# To do
Can you rewrite the rows from their start through the line containing "[[168,293],[166,264],[66,265],[69,295],[162,295]]", replacing "mask" with "shape", leaving everything else unchanged and the pictures out?

Stored data entries
====
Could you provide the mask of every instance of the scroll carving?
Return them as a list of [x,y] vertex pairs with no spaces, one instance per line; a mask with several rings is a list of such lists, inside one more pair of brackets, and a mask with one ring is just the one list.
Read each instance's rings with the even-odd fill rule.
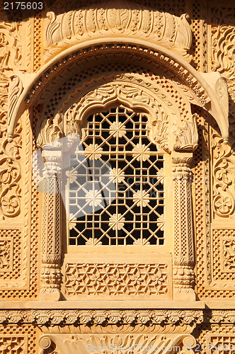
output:
[[188,15],[180,17],[149,10],[134,3],[110,1],[58,15],[47,14],[45,59],[68,46],[101,37],[141,38],[160,44],[190,61],[192,31]]
[[235,208],[235,153],[213,134],[213,208],[220,217],[231,217]]
[[166,264],[74,264],[65,270],[68,295],[167,296]]
[[[88,348],[95,353],[109,348],[117,354],[131,352],[137,354],[146,352],[152,354],[172,354],[188,353],[193,354],[196,341],[190,334],[117,334],[115,336],[91,335],[85,336],[76,334],[48,334],[40,338],[39,345],[42,349],[41,354],[47,353],[47,349],[55,348],[58,354],[66,354],[68,350],[71,354],[85,354]],[[54,345],[54,346],[53,346]],[[107,349],[106,349],[107,350]]]

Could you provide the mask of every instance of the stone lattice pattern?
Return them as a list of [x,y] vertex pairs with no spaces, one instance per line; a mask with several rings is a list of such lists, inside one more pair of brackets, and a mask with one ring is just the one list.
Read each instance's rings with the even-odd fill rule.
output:
[[4,336],[0,338],[2,354],[23,354],[27,350],[27,338],[21,336]]
[[[0,282],[6,279],[17,279],[21,276],[21,231],[13,229],[0,230]],[[4,266],[6,262],[7,266]],[[2,285],[1,284],[0,286]]]
[[120,107],[88,119],[67,173],[70,245],[164,244],[163,155],[147,125]]
[[168,293],[166,264],[66,265],[69,295],[162,295]]

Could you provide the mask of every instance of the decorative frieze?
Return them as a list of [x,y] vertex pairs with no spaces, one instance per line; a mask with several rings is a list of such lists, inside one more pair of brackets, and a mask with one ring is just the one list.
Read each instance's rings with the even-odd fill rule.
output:
[[13,240],[0,237],[0,272],[11,272],[13,268]]
[[65,294],[84,295],[167,295],[166,264],[74,264],[65,267]]

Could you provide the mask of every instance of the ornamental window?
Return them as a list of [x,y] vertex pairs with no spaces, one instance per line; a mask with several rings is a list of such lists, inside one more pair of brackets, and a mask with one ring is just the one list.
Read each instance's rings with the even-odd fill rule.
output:
[[84,123],[67,171],[69,246],[165,245],[166,154],[149,129],[146,114],[122,105]]

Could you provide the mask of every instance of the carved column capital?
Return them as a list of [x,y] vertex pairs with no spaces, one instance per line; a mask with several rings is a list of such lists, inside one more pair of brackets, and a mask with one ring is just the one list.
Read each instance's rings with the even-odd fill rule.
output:
[[194,251],[190,168],[192,152],[172,154],[174,184],[173,296],[175,300],[195,300]]
[[60,179],[61,151],[44,149],[45,166],[42,267],[40,298],[44,301],[60,298]]

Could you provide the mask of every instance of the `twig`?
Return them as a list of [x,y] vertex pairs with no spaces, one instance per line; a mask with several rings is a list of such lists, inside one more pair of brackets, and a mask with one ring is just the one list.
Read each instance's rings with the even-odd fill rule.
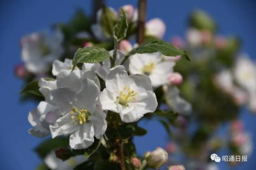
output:
[[92,0],[92,9],[94,9],[92,21],[95,23],[97,21],[97,12],[105,5],[104,0]]
[[146,20],[146,0],[139,0],[138,3],[139,18],[138,19],[138,33],[137,42],[139,44],[143,43],[145,33],[145,21]]

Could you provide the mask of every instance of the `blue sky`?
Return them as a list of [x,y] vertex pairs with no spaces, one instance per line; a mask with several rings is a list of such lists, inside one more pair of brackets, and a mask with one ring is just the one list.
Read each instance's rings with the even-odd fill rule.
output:
[[[107,1],[108,5],[116,9],[124,4],[135,5],[137,3],[134,0]],[[149,0],[147,19],[162,19],[167,28],[165,39],[168,40],[176,35],[183,36],[189,13],[193,9],[203,9],[217,21],[220,34],[238,35],[243,42],[242,52],[256,59],[256,3],[253,1]],[[20,38],[33,31],[48,30],[56,22],[67,21],[78,8],[89,13],[90,7],[88,0],[0,1],[0,71],[3,73],[0,79],[1,169],[32,169],[40,162],[32,149],[41,140],[28,133],[30,127],[28,113],[36,104],[20,103],[18,92],[22,82],[13,73],[14,66],[20,62]],[[255,117],[248,113],[243,116],[246,122],[246,128],[254,134]],[[141,125],[147,127],[149,133],[145,137],[135,139],[140,153],[165,146],[166,134],[157,122],[144,122]],[[256,141],[255,136],[254,139]],[[249,162],[240,166],[239,169],[256,166],[253,161],[256,160],[255,155],[254,151]],[[223,163],[221,167],[226,168]]]

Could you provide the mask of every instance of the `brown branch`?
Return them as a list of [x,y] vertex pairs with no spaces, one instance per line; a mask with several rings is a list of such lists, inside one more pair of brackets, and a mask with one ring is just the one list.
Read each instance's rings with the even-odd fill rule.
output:
[[92,0],[93,11],[92,21],[95,23],[97,21],[97,12],[105,5],[104,0]]
[[139,0],[138,3],[139,17],[138,19],[138,33],[137,42],[139,44],[143,43],[145,34],[145,21],[146,20],[146,0]]

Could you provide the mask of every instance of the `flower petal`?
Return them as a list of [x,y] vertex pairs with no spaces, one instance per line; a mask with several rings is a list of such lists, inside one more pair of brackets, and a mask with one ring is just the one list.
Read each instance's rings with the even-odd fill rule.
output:
[[60,88],[51,92],[51,101],[59,109],[61,114],[64,115],[71,111],[74,106],[75,93],[67,88]]
[[106,87],[112,92],[119,93],[124,86],[129,86],[130,82],[124,67],[119,65],[110,69],[106,78]]
[[91,122],[85,123],[70,135],[69,145],[74,149],[89,148],[94,142],[94,129]]
[[75,69],[63,71],[57,76],[57,86],[58,88],[69,88],[74,92],[78,92],[81,89],[81,71]]
[[100,92],[100,89],[93,81],[85,78],[83,81],[81,90],[75,95],[76,106],[93,113]]
[[62,70],[71,71],[72,67],[72,60],[70,59],[65,59],[64,63],[56,60],[52,63],[52,73],[53,76],[56,76]]
[[100,101],[103,110],[118,112],[117,105],[115,103],[116,97],[113,93],[105,88],[100,95]]
[[152,91],[152,86],[150,78],[144,75],[132,75],[129,76],[134,81],[130,88],[133,90],[139,92],[145,90]]
[[78,122],[75,124],[74,123],[69,114],[59,118],[53,126],[50,126],[52,138],[59,135],[69,134],[77,131],[81,126]]
[[95,111],[90,116],[89,120],[92,123],[94,128],[94,135],[97,139],[100,139],[107,129],[106,114],[103,112],[99,106],[96,106]]

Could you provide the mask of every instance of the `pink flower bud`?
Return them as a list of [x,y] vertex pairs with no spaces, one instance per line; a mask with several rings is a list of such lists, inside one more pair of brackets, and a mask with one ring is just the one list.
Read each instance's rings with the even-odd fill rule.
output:
[[157,148],[149,154],[146,158],[147,163],[151,168],[161,167],[168,159],[168,154],[162,148]]
[[130,158],[130,163],[132,164],[133,167],[136,168],[138,168],[140,167],[141,163],[140,160],[137,157],[132,157]]
[[170,166],[168,170],[185,170],[185,167],[182,165],[175,165]]
[[217,36],[214,39],[214,43],[217,49],[223,49],[225,47],[227,40],[224,36]]
[[135,10],[132,5],[125,5],[120,8],[118,10],[118,15],[120,14],[121,9],[123,9],[124,10],[128,20],[130,20],[133,19]]
[[162,38],[165,33],[166,26],[160,18],[154,18],[146,23],[146,35]]
[[133,47],[132,44],[130,43],[129,41],[126,39],[122,40],[118,46],[118,49],[121,50],[124,54],[127,54],[132,49]]
[[86,42],[83,44],[83,47],[91,47],[93,46],[93,44],[90,42]]
[[208,30],[204,30],[201,32],[201,43],[203,44],[209,44],[212,39],[211,32]]
[[184,47],[184,42],[182,39],[178,37],[175,36],[171,39],[171,43],[178,48],[183,48]]
[[24,78],[28,74],[28,71],[24,64],[19,64],[14,67],[14,73],[18,77]]
[[169,82],[172,85],[179,85],[182,83],[182,76],[178,72],[172,72],[168,76]]

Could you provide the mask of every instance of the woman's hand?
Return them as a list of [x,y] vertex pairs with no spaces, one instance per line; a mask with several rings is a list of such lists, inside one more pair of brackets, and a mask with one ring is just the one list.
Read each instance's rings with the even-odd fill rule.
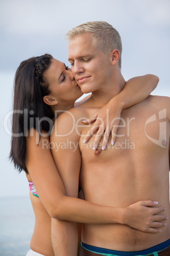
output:
[[159,78],[153,75],[145,75],[128,80],[123,90],[114,97],[107,105],[101,108],[90,118],[82,121],[86,124],[95,121],[85,136],[83,142],[86,143],[88,141],[97,131],[95,134],[94,150],[97,148],[102,136],[103,136],[103,140],[101,149],[106,148],[110,135],[112,136],[111,144],[114,145],[122,109],[143,101],[155,89],[158,82]]
[[122,110],[121,104],[118,103],[117,98],[112,101],[101,108],[93,117],[82,121],[84,124],[90,124],[93,122],[93,126],[90,128],[86,135],[83,142],[88,141],[91,137],[96,132],[95,139],[94,150],[98,148],[98,144],[103,137],[101,149],[106,148],[110,134],[112,136],[111,145],[114,145],[115,142],[117,130],[121,120],[121,113]]
[[163,220],[167,220],[165,215],[160,215],[165,208],[153,207],[158,204],[152,201],[141,201],[131,204],[126,209],[124,224],[134,229],[149,233],[158,233],[160,227],[166,225]]

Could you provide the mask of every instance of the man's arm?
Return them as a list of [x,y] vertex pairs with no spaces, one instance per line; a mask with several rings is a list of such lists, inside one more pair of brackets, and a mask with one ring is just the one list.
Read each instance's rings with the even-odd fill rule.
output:
[[[81,157],[79,148],[79,136],[74,127],[75,121],[74,115],[69,113],[60,116],[54,125],[51,141],[53,143],[52,155],[66,194],[77,197]],[[76,255],[77,234],[76,223],[53,220],[52,242],[55,254]]]

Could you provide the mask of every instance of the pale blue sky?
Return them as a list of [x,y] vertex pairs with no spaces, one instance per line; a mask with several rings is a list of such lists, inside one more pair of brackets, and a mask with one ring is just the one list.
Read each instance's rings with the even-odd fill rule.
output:
[[169,0],[1,1],[0,197],[29,196],[25,174],[18,174],[8,159],[10,122],[3,125],[4,117],[12,109],[14,75],[20,62],[50,53],[67,64],[67,32],[85,22],[104,20],[121,34],[125,79],[146,73],[157,75],[160,82],[153,94],[170,96],[169,10]]

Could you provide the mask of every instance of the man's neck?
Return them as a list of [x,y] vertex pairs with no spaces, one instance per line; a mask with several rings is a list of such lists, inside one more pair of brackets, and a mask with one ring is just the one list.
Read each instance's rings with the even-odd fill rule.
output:
[[114,78],[112,82],[110,84],[105,85],[102,89],[93,92],[88,101],[88,104],[92,104],[96,108],[102,108],[111,99],[116,96],[124,89],[126,84],[126,81],[122,75]]

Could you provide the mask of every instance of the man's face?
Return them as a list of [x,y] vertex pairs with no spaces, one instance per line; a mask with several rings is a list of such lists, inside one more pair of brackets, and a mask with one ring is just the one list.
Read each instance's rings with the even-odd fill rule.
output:
[[105,54],[93,43],[93,36],[84,33],[69,43],[69,60],[83,93],[103,89],[112,74],[110,54]]

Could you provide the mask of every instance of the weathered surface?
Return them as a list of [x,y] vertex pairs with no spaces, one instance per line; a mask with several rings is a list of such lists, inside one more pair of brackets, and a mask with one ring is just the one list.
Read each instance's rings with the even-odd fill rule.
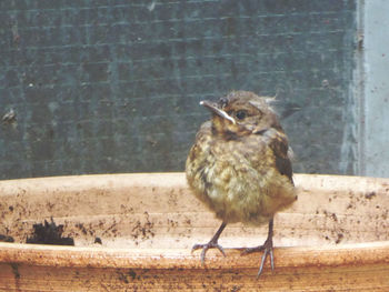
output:
[[[299,200],[275,221],[276,271],[257,281],[265,228],[228,226],[227,251],[193,243],[218,228],[190,193],[183,173],[117,174],[0,182],[0,290],[122,291],[387,291],[389,181],[296,174]],[[21,244],[34,223],[51,219],[76,246]],[[96,238],[101,240],[94,243]],[[278,246],[278,248],[277,248]]]

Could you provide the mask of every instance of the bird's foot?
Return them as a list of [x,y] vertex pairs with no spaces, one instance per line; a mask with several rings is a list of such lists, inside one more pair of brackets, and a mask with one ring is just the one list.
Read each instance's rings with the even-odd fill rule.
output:
[[225,250],[218,243],[218,241],[210,241],[206,244],[194,244],[193,248],[192,248],[192,252],[196,251],[196,250],[200,250],[202,249],[201,251],[201,264],[205,265],[205,262],[206,262],[206,253],[209,249],[218,249],[225,256],[226,256],[226,253],[225,253]]
[[252,253],[252,252],[263,252],[262,254],[262,259],[261,259],[261,265],[259,266],[259,271],[258,271],[258,274],[257,274],[257,278],[260,276],[260,274],[262,273],[262,270],[263,270],[263,265],[265,265],[265,262],[266,262],[266,259],[268,258],[268,255],[270,255],[270,264],[271,264],[271,271],[275,270],[275,256],[273,256],[273,253],[272,253],[272,238],[268,238],[263,245],[259,245],[259,246],[256,246],[256,248],[248,248],[246,249],[241,254],[249,254],[249,253]]

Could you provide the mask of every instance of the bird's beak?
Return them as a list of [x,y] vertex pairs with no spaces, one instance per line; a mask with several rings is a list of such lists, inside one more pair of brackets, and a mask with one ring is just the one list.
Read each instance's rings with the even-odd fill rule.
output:
[[229,120],[231,123],[236,124],[237,122],[235,121],[235,119],[229,115],[227,112],[225,112],[223,110],[220,110],[213,102],[210,102],[208,100],[202,100],[200,101],[200,105],[206,107],[207,109],[209,109],[211,112],[218,114],[219,117]]

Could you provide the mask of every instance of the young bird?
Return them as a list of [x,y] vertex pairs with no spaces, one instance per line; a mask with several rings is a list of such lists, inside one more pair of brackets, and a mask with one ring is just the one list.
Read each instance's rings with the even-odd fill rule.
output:
[[201,101],[212,119],[196,135],[187,164],[187,180],[202,202],[222,220],[219,230],[202,249],[205,263],[209,249],[225,251],[218,239],[228,223],[269,223],[262,245],[243,253],[263,251],[258,276],[270,255],[273,269],[273,215],[297,200],[288,139],[265,98],[248,91],[233,91],[218,102]]

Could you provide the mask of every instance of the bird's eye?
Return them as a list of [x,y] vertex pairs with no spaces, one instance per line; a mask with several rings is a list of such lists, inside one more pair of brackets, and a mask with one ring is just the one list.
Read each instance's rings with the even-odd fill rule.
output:
[[238,120],[243,120],[247,117],[247,111],[237,111],[236,117]]

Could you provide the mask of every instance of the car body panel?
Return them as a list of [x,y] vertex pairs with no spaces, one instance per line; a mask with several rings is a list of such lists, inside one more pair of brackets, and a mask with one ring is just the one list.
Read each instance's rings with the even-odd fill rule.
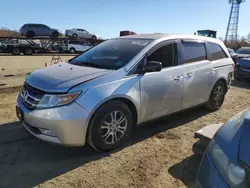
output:
[[[247,108],[225,122],[214,136],[215,142],[232,163],[242,167],[239,163],[243,162],[248,168],[250,167],[249,124],[250,108]],[[206,151],[198,171],[197,184],[200,187],[216,187],[211,186],[214,182],[220,185],[218,187],[227,185]]]
[[[82,146],[85,144],[89,113],[77,103],[73,102],[63,107],[29,110],[24,106],[20,95],[18,95],[17,105],[24,113],[23,123],[25,128],[34,136],[44,141],[67,146]],[[36,133],[30,127],[48,129],[56,137]]]
[[112,71],[92,67],[81,67],[63,62],[32,72],[27,76],[26,81],[35,88],[39,85],[39,89],[46,92],[64,93],[77,84],[97,78],[109,72]]
[[[212,63],[208,60],[181,65],[184,90],[181,109],[190,108],[208,101],[213,75]],[[212,79],[213,80],[213,79]],[[199,88],[197,90],[197,88]]]
[[250,77],[250,58],[241,58],[238,60],[235,68],[235,74],[237,74],[239,78]]
[[[27,76],[26,82],[36,89],[52,93],[81,91],[81,95],[75,100],[75,104],[80,109],[84,109],[84,114],[87,115],[87,117],[84,117],[84,121],[80,120],[81,122],[78,122],[79,124],[76,125],[82,131],[80,127],[88,127],[89,121],[96,110],[101,105],[114,99],[130,101],[137,112],[137,124],[189,108],[191,104],[189,104],[188,100],[194,100],[192,106],[202,104],[208,100],[213,85],[219,79],[225,79],[226,81],[228,74],[233,71],[233,62],[225,50],[225,46],[215,39],[200,36],[184,36],[184,38],[194,38],[195,40],[202,40],[204,42],[215,42],[222,46],[228,58],[214,62],[207,60],[182,65],[180,46],[182,36],[157,34],[131,35],[122,38],[132,38],[135,41],[138,38],[141,40],[153,39],[153,41],[148,43],[125,66],[118,70],[97,69],[76,66],[70,63],[60,63],[34,71]],[[178,65],[164,68],[160,72],[131,74],[133,68],[141,63],[156,46],[173,41],[177,42]],[[184,79],[185,74],[188,74],[190,71],[194,77]],[[176,82],[175,77],[182,74],[183,79]],[[199,88],[198,91],[197,87]],[[183,93],[187,95],[186,98],[184,97],[184,103]],[[55,113],[58,113],[58,109],[60,108],[71,109],[70,105],[68,105],[49,110],[50,113],[53,110],[55,110]],[[33,112],[44,113],[44,116],[47,116],[47,111],[42,109],[35,109]],[[29,114],[29,112],[27,113]],[[35,118],[37,117],[34,116]],[[35,121],[29,123],[36,124]],[[69,123],[65,121],[65,126]],[[46,124],[53,124],[53,119],[51,122],[46,122]],[[40,123],[37,126],[40,126]],[[86,135],[83,136],[86,139]],[[80,138],[78,139],[80,140]]]

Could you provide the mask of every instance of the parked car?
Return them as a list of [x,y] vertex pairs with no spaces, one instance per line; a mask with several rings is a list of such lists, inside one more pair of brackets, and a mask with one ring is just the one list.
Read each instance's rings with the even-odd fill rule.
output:
[[233,73],[224,44],[185,35],[110,39],[26,77],[17,116],[42,140],[108,151],[133,126],[197,105],[218,110]]
[[12,53],[12,55],[32,55],[33,52],[40,49],[42,43],[38,39],[9,39],[3,43],[3,52]]
[[44,24],[24,24],[19,32],[21,35],[29,38],[35,36],[50,36],[57,38],[59,36],[59,31],[57,29],[52,29]]
[[70,53],[76,53],[76,52],[84,52],[90,48],[92,48],[93,45],[89,42],[82,42],[82,41],[69,41],[68,42],[68,51]]
[[250,78],[250,57],[239,59],[235,66],[234,79],[241,80],[244,78]]
[[65,36],[74,38],[86,38],[96,40],[96,35],[86,31],[85,29],[67,29],[65,31]]
[[200,164],[196,187],[250,185],[250,108],[229,119],[214,135]]

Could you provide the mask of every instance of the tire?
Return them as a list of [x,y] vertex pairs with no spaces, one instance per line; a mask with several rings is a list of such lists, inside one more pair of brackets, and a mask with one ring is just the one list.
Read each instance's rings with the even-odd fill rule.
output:
[[76,49],[75,48],[70,48],[69,52],[72,53],[72,54],[74,54],[74,53],[76,53]]
[[242,77],[240,77],[237,73],[234,73],[234,79],[235,80],[241,80]]
[[214,85],[206,107],[211,111],[216,111],[222,106],[227,92],[227,85],[219,80]]
[[35,36],[34,31],[28,31],[27,34],[26,34],[26,37],[28,37],[28,38],[32,38],[34,36]]
[[57,31],[54,31],[53,33],[52,33],[52,37],[53,38],[57,38],[59,36],[59,33],[57,32]]
[[[116,121],[112,122],[112,117]],[[119,125],[118,120],[121,120]],[[128,138],[132,127],[133,115],[129,107],[119,100],[110,101],[93,115],[89,124],[88,143],[96,150],[114,150]]]
[[23,52],[25,55],[32,55],[33,53],[33,50],[32,48],[26,48],[24,49],[24,52]]
[[12,49],[12,54],[13,55],[20,55],[21,54],[20,48],[13,48]]

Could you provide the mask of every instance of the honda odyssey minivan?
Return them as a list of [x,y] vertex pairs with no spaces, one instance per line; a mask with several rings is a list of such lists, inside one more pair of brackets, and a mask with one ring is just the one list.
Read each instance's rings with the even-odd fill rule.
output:
[[119,147],[137,124],[197,105],[219,109],[234,63],[224,44],[184,35],[107,40],[27,76],[17,116],[34,136],[67,146]]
====
# Answer below
Could you provide the shape of every instance of the scroll carving?
Return them as a list of [x,y] vertex pairs with no spaces, one instance per line; a shape with several rings is a list of such lists, inside one more pair of brackets, and a shape with one ring is just the one list.
Read each instance's rings with the even-odd fill rule.
output:
[[188,15],[180,17],[149,10],[134,3],[110,1],[58,15],[47,14],[45,59],[68,46],[101,37],[141,38],[160,44],[190,61],[192,31]]
[[235,208],[235,153],[213,134],[213,208],[220,217],[231,217]]
[[166,264],[74,264],[65,270],[68,295],[167,296]]
[[[88,348],[95,353],[109,348],[117,354],[131,352],[137,354],[146,352],[152,354],[172,354],[188,353],[193,354],[196,341],[190,334],[117,334],[115,336],[91,335],[85,336],[76,334],[48,334],[40,338],[39,345],[42,349],[41,354],[47,353],[47,349],[55,348],[58,354],[66,354],[68,350],[71,354],[85,354]],[[54,345],[54,346],[53,346]],[[107,349],[106,349],[107,350]]]

Could you provide the shape of every instance of the stone lattice pattern?
Return them as a list of [x,y] vertex pairs with no spaces, one instance per line; a shape with several rings is a list of such lists, inside one more pair of brackets, and a shape with one ring is just the one list.
Read each instance's rings with the even-odd fill rule.
output:
[[4,336],[0,338],[2,354],[23,354],[27,350],[27,338],[21,336]]
[[[0,282],[6,279],[17,279],[21,276],[21,231],[13,229],[0,230]],[[4,266],[6,262],[7,266]],[[2,285],[1,284],[0,286]]]
[[120,107],[88,119],[67,173],[70,245],[164,244],[163,155],[147,125]]
[[168,293],[166,264],[66,265],[69,295],[162,295]]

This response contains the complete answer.